GIVEN TASK:
Quote every one of the entries below verbatim, omitting the pictures from your reply.

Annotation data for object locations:
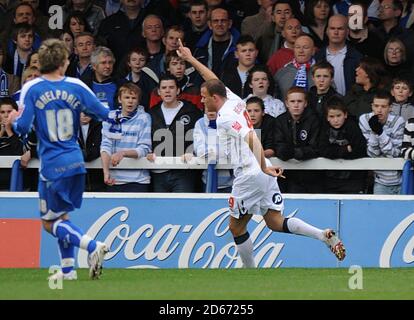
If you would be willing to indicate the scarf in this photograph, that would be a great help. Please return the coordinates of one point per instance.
(301, 78)
(115, 120)
(4, 84)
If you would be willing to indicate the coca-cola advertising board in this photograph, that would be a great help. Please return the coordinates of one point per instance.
(191, 231)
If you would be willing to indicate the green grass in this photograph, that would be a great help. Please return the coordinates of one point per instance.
(208, 284)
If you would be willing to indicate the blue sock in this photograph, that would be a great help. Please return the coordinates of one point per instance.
(65, 230)
(67, 256)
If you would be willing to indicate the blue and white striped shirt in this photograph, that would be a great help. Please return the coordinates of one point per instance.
(136, 135)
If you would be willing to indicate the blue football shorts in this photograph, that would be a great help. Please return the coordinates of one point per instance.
(60, 196)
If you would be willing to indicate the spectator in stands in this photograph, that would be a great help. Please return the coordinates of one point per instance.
(22, 13)
(93, 13)
(33, 60)
(235, 75)
(216, 47)
(343, 57)
(319, 94)
(407, 16)
(69, 40)
(101, 81)
(291, 31)
(384, 132)
(395, 57)
(363, 38)
(176, 66)
(142, 76)
(196, 24)
(263, 124)
(271, 39)
(90, 137)
(170, 41)
(122, 31)
(22, 35)
(341, 138)
(206, 146)
(369, 77)
(76, 23)
(257, 24)
(81, 65)
(407, 149)
(131, 138)
(153, 33)
(9, 83)
(402, 91)
(172, 119)
(296, 137)
(389, 14)
(10, 143)
(297, 72)
(262, 84)
(318, 12)
(30, 73)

EXPECTED ANSWER:
If you would be willing to indicate the scarf in this photograph, that would be a great help. Please return the coordinates of one point per instance.
(301, 78)
(115, 120)
(4, 84)
If you would be willing to indicate the coca-cola advertising board in this photograph, that would be a great help. Please return the coordinates of one point per instance.
(191, 231)
If you would be willing to indicate the green grass in this photograph, that would be a great help. Please return the coordinates of one point per instance.
(208, 284)
If you would be willing to indicate the blue sock in this photograph, that would be a great help. Please return the coordinates of one point per instance.
(65, 230)
(67, 256)
If you would be willing to indicate the blue and white striped shirt in this photograph, that would be a great help. Please return the coordinates of one point per instance.
(136, 135)
If you would be willing to indicate the blue football shorts in this photograph, that would be a great help. Please return the coordinates of one point per instance.
(60, 196)
If you would be willing to indicate the spectator in stands in this photograph, that would be a great help. Please return the coordinates of one point per instance.
(22, 13)
(93, 13)
(33, 60)
(235, 75)
(216, 47)
(343, 57)
(319, 94)
(407, 16)
(69, 40)
(101, 81)
(291, 31)
(384, 132)
(395, 57)
(363, 38)
(176, 66)
(142, 76)
(196, 24)
(263, 124)
(271, 39)
(90, 137)
(170, 41)
(122, 31)
(22, 35)
(341, 138)
(206, 146)
(369, 77)
(76, 23)
(257, 24)
(81, 65)
(407, 149)
(131, 138)
(153, 33)
(9, 83)
(402, 91)
(172, 119)
(296, 137)
(389, 14)
(10, 143)
(297, 72)
(262, 84)
(318, 12)
(30, 73)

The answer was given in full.